__Exercise details__.
Format the lines from the one containing "- **Object to find**: headlight glare" through the end of the entries as a Markdown table with the columns Row and Line, skipping blank lines. Leave the pictures out.

----

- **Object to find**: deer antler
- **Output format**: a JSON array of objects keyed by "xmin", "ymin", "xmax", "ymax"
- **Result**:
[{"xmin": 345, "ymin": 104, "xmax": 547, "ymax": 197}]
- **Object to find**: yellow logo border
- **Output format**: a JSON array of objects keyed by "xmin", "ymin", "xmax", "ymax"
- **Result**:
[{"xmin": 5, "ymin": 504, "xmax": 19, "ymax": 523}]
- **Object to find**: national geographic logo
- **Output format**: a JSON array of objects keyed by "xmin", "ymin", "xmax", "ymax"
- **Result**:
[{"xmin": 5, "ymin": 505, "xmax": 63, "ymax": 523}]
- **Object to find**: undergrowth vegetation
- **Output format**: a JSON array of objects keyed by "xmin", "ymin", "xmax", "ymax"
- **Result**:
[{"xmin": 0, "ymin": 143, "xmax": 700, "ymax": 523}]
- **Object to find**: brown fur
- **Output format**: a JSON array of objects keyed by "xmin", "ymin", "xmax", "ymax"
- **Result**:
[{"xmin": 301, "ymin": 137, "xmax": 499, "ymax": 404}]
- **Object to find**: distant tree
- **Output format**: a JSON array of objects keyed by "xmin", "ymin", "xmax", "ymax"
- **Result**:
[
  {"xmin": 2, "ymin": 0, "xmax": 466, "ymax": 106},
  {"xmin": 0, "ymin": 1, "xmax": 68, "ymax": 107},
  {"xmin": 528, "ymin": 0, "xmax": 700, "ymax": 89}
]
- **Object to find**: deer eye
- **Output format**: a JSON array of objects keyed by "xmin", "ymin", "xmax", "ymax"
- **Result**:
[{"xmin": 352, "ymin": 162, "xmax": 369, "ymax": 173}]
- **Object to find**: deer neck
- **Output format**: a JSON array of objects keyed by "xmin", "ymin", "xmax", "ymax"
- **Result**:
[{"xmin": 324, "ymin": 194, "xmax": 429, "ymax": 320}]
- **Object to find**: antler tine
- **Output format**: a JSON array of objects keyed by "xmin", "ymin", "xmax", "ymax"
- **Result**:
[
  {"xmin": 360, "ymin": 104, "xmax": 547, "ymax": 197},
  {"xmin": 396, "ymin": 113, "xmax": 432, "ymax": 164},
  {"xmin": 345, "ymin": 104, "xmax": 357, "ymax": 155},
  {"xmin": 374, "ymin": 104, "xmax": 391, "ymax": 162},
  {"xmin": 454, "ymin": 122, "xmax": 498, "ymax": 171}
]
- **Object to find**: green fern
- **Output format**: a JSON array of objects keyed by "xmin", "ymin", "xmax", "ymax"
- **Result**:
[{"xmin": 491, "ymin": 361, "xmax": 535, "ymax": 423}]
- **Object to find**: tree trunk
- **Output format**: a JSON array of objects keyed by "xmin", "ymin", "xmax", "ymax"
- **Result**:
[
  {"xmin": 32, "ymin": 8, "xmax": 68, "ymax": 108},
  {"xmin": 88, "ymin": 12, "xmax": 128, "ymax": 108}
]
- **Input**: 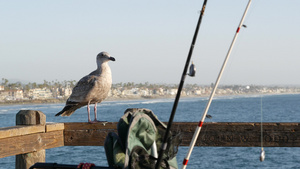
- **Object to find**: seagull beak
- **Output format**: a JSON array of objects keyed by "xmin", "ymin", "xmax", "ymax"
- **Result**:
[{"xmin": 109, "ymin": 57, "xmax": 116, "ymax": 61}]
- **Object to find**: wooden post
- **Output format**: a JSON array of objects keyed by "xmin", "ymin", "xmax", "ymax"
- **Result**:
[{"xmin": 16, "ymin": 110, "xmax": 46, "ymax": 169}]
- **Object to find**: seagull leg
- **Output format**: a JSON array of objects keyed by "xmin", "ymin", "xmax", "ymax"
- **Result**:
[{"xmin": 87, "ymin": 101, "xmax": 92, "ymax": 123}]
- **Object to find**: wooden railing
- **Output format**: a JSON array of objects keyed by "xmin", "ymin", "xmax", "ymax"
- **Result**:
[{"xmin": 0, "ymin": 110, "xmax": 300, "ymax": 169}]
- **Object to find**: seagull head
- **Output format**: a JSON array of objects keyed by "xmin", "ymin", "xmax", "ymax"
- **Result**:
[{"xmin": 97, "ymin": 52, "xmax": 116, "ymax": 63}]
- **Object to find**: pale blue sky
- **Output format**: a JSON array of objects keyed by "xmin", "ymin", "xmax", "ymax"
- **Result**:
[{"xmin": 0, "ymin": 0, "xmax": 300, "ymax": 85}]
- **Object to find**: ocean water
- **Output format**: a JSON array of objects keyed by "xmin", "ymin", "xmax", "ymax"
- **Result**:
[{"xmin": 0, "ymin": 94, "xmax": 300, "ymax": 169}]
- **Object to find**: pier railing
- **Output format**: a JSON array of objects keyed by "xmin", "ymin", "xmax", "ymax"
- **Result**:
[{"xmin": 0, "ymin": 110, "xmax": 300, "ymax": 169}]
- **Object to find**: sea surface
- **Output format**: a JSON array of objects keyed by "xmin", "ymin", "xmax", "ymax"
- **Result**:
[{"xmin": 0, "ymin": 94, "xmax": 300, "ymax": 169}]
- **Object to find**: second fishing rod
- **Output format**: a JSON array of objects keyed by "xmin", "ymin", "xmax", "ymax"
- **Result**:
[{"xmin": 155, "ymin": 0, "xmax": 207, "ymax": 169}]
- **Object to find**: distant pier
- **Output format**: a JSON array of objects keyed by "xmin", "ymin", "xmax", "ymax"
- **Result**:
[{"xmin": 0, "ymin": 110, "xmax": 300, "ymax": 169}]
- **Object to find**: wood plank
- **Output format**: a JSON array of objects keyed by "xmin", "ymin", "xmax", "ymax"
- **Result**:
[
  {"xmin": 46, "ymin": 122, "xmax": 65, "ymax": 132},
  {"xmin": 0, "ymin": 130, "xmax": 64, "ymax": 158},
  {"xmin": 64, "ymin": 122, "xmax": 300, "ymax": 147},
  {"xmin": 0, "ymin": 125, "xmax": 45, "ymax": 139},
  {"xmin": 64, "ymin": 122, "xmax": 117, "ymax": 146}
]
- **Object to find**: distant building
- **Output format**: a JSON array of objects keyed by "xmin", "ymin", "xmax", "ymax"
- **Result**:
[
  {"xmin": 28, "ymin": 88, "xmax": 53, "ymax": 99},
  {"xmin": 0, "ymin": 89, "xmax": 24, "ymax": 100}
]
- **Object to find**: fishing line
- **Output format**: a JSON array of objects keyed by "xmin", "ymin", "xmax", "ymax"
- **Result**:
[{"xmin": 182, "ymin": 0, "xmax": 251, "ymax": 169}]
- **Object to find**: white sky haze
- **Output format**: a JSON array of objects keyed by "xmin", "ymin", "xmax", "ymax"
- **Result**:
[{"xmin": 0, "ymin": 0, "xmax": 300, "ymax": 85}]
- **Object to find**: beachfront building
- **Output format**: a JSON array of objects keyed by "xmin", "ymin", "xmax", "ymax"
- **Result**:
[
  {"xmin": 28, "ymin": 88, "xmax": 53, "ymax": 99},
  {"xmin": 0, "ymin": 89, "xmax": 24, "ymax": 100}
]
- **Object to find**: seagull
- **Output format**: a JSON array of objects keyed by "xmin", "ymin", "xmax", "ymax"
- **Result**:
[{"xmin": 55, "ymin": 52, "xmax": 115, "ymax": 123}]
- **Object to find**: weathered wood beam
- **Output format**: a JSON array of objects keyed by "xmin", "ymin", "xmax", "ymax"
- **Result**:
[
  {"xmin": 0, "ymin": 123, "xmax": 64, "ymax": 158},
  {"xmin": 64, "ymin": 122, "xmax": 300, "ymax": 147},
  {"xmin": 0, "ymin": 130, "xmax": 64, "ymax": 158}
]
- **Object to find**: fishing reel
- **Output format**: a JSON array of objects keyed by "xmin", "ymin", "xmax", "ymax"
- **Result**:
[{"xmin": 188, "ymin": 62, "xmax": 196, "ymax": 77}]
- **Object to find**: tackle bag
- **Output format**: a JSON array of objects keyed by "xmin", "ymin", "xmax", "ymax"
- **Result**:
[{"xmin": 104, "ymin": 108, "xmax": 181, "ymax": 169}]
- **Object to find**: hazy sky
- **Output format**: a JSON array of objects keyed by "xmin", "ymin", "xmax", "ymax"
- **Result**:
[{"xmin": 0, "ymin": 0, "xmax": 300, "ymax": 85}]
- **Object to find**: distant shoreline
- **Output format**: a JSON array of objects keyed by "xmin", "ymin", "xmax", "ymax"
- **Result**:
[{"xmin": 0, "ymin": 93, "xmax": 300, "ymax": 106}]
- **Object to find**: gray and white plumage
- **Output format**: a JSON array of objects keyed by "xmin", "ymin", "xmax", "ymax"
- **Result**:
[{"xmin": 55, "ymin": 52, "xmax": 115, "ymax": 122}]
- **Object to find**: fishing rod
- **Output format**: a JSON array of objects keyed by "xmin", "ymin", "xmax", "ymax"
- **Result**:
[
  {"xmin": 155, "ymin": 0, "xmax": 207, "ymax": 169},
  {"xmin": 182, "ymin": 0, "xmax": 251, "ymax": 169}
]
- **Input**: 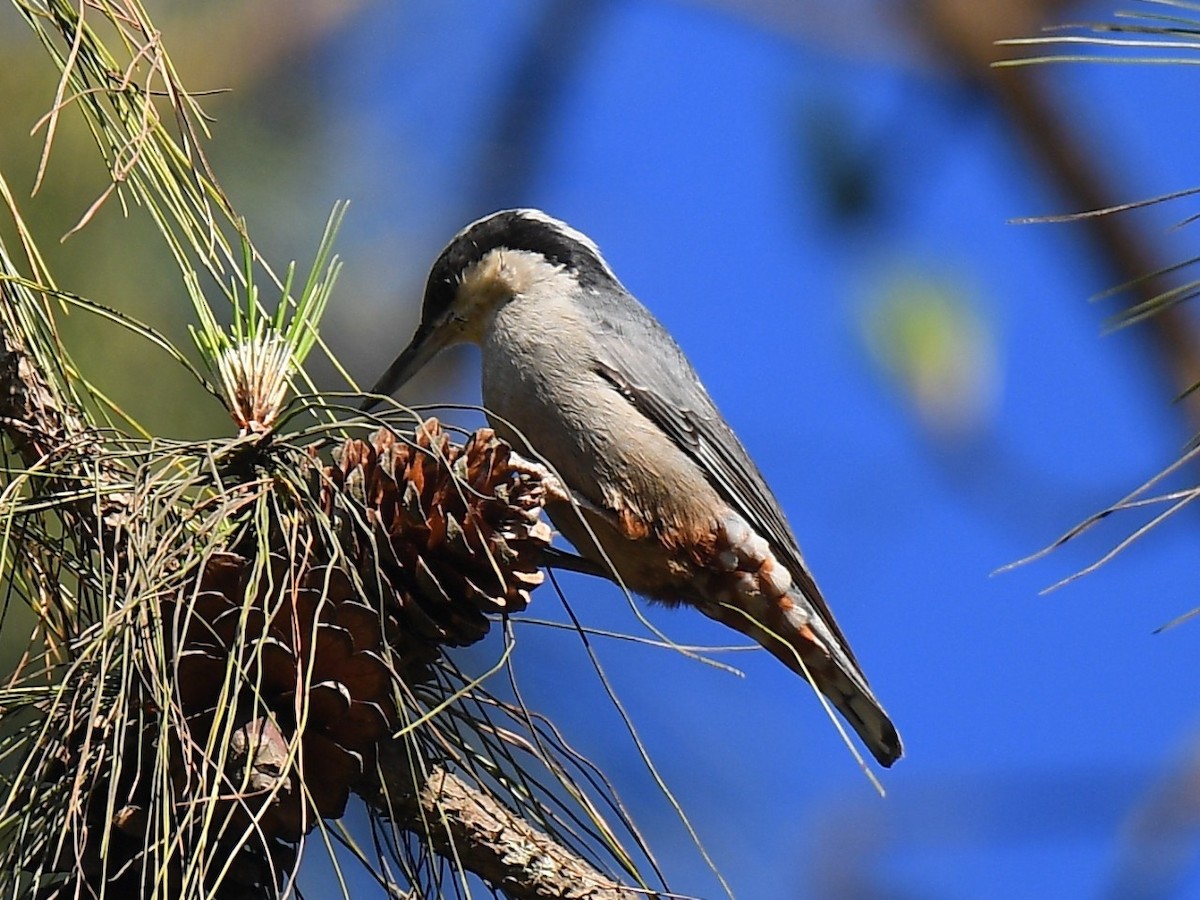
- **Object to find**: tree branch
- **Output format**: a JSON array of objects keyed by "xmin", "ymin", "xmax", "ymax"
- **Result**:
[{"xmin": 365, "ymin": 740, "xmax": 658, "ymax": 900}]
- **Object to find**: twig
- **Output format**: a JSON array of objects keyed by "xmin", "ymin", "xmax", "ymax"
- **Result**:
[{"xmin": 366, "ymin": 740, "xmax": 659, "ymax": 900}]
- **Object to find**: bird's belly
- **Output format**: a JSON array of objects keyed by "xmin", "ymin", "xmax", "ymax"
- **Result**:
[{"xmin": 484, "ymin": 367, "xmax": 727, "ymax": 602}]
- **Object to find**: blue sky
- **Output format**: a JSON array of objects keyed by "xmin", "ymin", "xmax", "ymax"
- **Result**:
[{"xmin": 314, "ymin": 0, "xmax": 1200, "ymax": 900}]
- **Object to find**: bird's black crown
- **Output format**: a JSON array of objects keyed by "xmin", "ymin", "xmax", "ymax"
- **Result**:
[{"xmin": 424, "ymin": 209, "xmax": 613, "ymax": 318}]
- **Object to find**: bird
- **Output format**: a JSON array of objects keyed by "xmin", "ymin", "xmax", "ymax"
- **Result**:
[{"xmin": 362, "ymin": 209, "xmax": 904, "ymax": 767}]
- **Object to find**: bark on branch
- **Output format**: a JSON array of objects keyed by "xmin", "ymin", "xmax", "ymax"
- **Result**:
[{"xmin": 367, "ymin": 742, "xmax": 658, "ymax": 900}]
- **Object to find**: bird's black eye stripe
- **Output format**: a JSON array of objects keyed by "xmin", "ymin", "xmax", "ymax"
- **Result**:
[{"xmin": 425, "ymin": 210, "xmax": 612, "ymax": 318}]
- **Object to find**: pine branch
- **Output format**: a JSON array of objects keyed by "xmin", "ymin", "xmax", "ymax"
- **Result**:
[{"xmin": 368, "ymin": 742, "xmax": 658, "ymax": 900}]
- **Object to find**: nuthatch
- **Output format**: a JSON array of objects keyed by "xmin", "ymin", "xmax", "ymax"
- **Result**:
[{"xmin": 367, "ymin": 209, "xmax": 902, "ymax": 766}]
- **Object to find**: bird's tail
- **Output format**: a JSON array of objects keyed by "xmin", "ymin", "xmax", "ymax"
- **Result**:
[{"xmin": 704, "ymin": 587, "xmax": 904, "ymax": 767}]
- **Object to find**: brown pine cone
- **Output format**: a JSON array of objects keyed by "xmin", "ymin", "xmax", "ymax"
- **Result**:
[{"xmin": 323, "ymin": 419, "xmax": 551, "ymax": 647}]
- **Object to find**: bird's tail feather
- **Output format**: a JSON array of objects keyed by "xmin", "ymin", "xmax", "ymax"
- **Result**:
[{"xmin": 709, "ymin": 590, "xmax": 904, "ymax": 767}]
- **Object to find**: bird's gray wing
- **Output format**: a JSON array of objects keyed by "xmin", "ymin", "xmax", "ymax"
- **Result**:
[{"xmin": 593, "ymin": 300, "xmax": 857, "ymax": 665}]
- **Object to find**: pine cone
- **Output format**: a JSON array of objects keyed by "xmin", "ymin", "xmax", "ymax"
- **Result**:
[
  {"xmin": 323, "ymin": 419, "xmax": 551, "ymax": 652},
  {"xmin": 171, "ymin": 553, "xmax": 396, "ymax": 841}
]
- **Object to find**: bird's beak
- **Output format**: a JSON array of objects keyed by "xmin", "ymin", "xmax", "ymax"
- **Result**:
[{"xmin": 359, "ymin": 319, "xmax": 454, "ymax": 412}]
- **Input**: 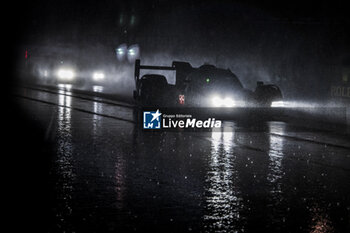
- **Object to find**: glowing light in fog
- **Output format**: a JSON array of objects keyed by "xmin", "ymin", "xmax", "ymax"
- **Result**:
[
  {"xmin": 116, "ymin": 44, "xmax": 128, "ymax": 61},
  {"xmin": 128, "ymin": 44, "xmax": 140, "ymax": 62},
  {"xmin": 211, "ymin": 96, "xmax": 235, "ymax": 108},
  {"xmin": 92, "ymin": 72, "xmax": 105, "ymax": 81},
  {"xmin": 92, "ymin": 86, "xmax": 103, "ymax": 92},
  {"xmin": 271, "ymin": 101, "xmax": 285, "ymax": 108},
  {"xmin": 57, "ymin": 69, "xmax": 75, "ymax": 81}
]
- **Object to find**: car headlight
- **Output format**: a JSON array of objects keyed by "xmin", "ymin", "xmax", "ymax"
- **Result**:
[
  {"xmin": 211, "ymin": 96, "xmax": 235, "ymax": 108},
  {"xmin": 92, "ymin": 72, "xmax": 105, "ymax": 81},
  {"xmin": 57, "ymin": 69, "xmax": 75, "ymax": 80},
  {"xmin": 271, "ymin": 101, "xmax": 284, "ymax": 108}
]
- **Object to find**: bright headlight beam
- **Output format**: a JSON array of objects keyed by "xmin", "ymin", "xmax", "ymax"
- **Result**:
[
  {"xmin": 57, "ymin": 69, "xmax": 75, "ymax": 80},
  {"xmin": 271, "ymin": 101, "xmax": 285, "ymax": 108},
  {"xmin": 92, "ymin": 72, "xmax": 105, "ymax": 81},
  {"xmin": 211, "ymin": 96, "xmax": 235, "ymax": 108}
]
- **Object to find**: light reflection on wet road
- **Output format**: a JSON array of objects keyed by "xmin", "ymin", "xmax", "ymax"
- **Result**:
[{"xmin": 15, "ymin": 87, "xmax": 350, "ymax": 232}]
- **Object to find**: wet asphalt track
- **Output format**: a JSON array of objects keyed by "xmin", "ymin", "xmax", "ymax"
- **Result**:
[{"xmin": 11, "ymin": 87, "xmax": 350, "ymax": 232}]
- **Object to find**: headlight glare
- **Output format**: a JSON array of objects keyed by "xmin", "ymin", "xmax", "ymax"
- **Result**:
[
  {"xmin": 57, "ymin": 69, "xmax": 75, "ymax": 80},
  {"xmin": 92, "ymin": 72, "xmax": 105, "ymax": 81},
  {"xmin": 271, "ymin": 101, "xmax": 285, "ymax": 108},
  {"xmin": 211, "ymin": 96, "xmax": 235, "ymax": 108}
]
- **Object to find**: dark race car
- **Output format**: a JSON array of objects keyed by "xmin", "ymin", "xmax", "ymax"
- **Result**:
[{"xmin": 134, "ymin": 60, "xmax": 282, "ymax": 108}]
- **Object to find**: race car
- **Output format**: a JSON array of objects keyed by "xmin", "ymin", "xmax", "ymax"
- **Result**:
[{"xmin": 133, "ymin": 60, "xmax": 283, "ymax": 108}]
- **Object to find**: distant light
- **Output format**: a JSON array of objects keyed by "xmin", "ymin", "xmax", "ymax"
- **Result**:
[
  {"xmin": 92, "ymin": 86, "xmax": 103, "ymax": 92},
  {"xmin": 128, "ymin": 44, "xmax": 140, "ymax": 62},
  {"xmin": 92, "ymin": 72, "xmax": 105, "ymax": 81},
  {"xmin": 57, "ymin": 69, "xmax": 75, "ymax": 81},
  {"xmin": 211, "ymin": 96, "xmax": 236, "ymax": 108},
  {"xmin": 115, "ymin": 44, "xmax": 128, "ymax": 61},
  {"xmin": 271, "ymin": 101, "xmax": 285, "ymax": 108}
]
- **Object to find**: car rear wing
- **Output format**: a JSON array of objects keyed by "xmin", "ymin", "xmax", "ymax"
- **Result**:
[{"xmin": 135, "ymin": 59, "xmax": 194, "ymax": 86}]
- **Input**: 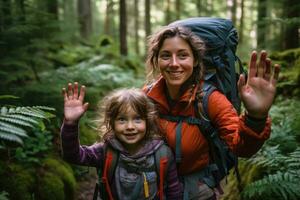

----

__Written solution__.
| Row | Line |
|---|---|
| 1 | - **Object to find**: headlight glare |
| 2 | - **Output format**: a JSON array of objects keyed by "xmin", "ymin", "xmax", "ymax" |
| 3 | - **Result**: |
| 4 | [ |
| 5 |   {"xmin": 57, "ymin": 69, "xmax": 75, "ymax": 80}, |
| 6 |   {"xmin": 92, "ymin": 72, "xmax": 105, "ymax": 81}, |
| 7 |   {"xmin": 271, "ymin": 101, "xmax": 285, "ymax": 108}, |
| 8 |   {"xmin": 211, "ymin": 96, "xmax": 235, "ymax": 108} |
| 9 | ] |
| 10 | - **Object to find**: dark race car |
| 11 | - **Output format**: a JSON array of objects keyed by "xmin", "ymin", "xmax", "ymax" |
| 12 | - **Result**: |
| 13 | [{"xmin": 134, "ymin": 60, "xmax": 282, "ymax": 108}] |
| 14 | - **Object to find**: race car |
| 15 | - **Output format**: a JSON array of objects keyed by "xmin", "ymin", "xmax", "ymax" |
| 16 | - **Result**: |
| 17 | [{"xmin": 133, "ymin": 60, "xmax": 283, "ymax": 108}] |
| 18 | - **Object to find**: distant light |
| 19 | - **Output format**: a JSON array of objects keyed by "xmin", "ymin", "xmax", "ymax" |
| 20 | - **Result**: |
| 21 | [ |
| 22 |   {"xmin": 92, "ymin": 86, "xmax": 103, "ymax": 92}, |
| 23 |   {"xmin": 128, "ymin": 44, "xmax": 140, "ymax": 62}, |
| 24 |   {"xmin": 92, "ymin": 72, "xmax": 105, "ymax": 81}, |
| 25 |   {"xmin": 57, "ymin": 69, "xmax": 75, "ymax": 81}, |
| 26 |   {"xmin": 211, "ymin": 96, "xmax": 236, "ymax": 108}, |
| 27 |   {"xmin": 115, "ymin": 44, "xmax": 128, "ymax": 61}, |
| 28 |   {"xmin": 271, "ymin": 101, "xmax": 285, "ymax": 108} |
| 29 | ] |
| 30 | - **Object to find**: car rear wing |
| 31 | - **Output format**: a JSON array of objects keyed by "xmin", "ymin", "xmax", "ymax" |
| 32 | - **Result**: |
| 33 | [{"xmin": 135, "ymin": 59, "xmax": 194, "ymax": 86}] |
| 34 | - **Input**:  |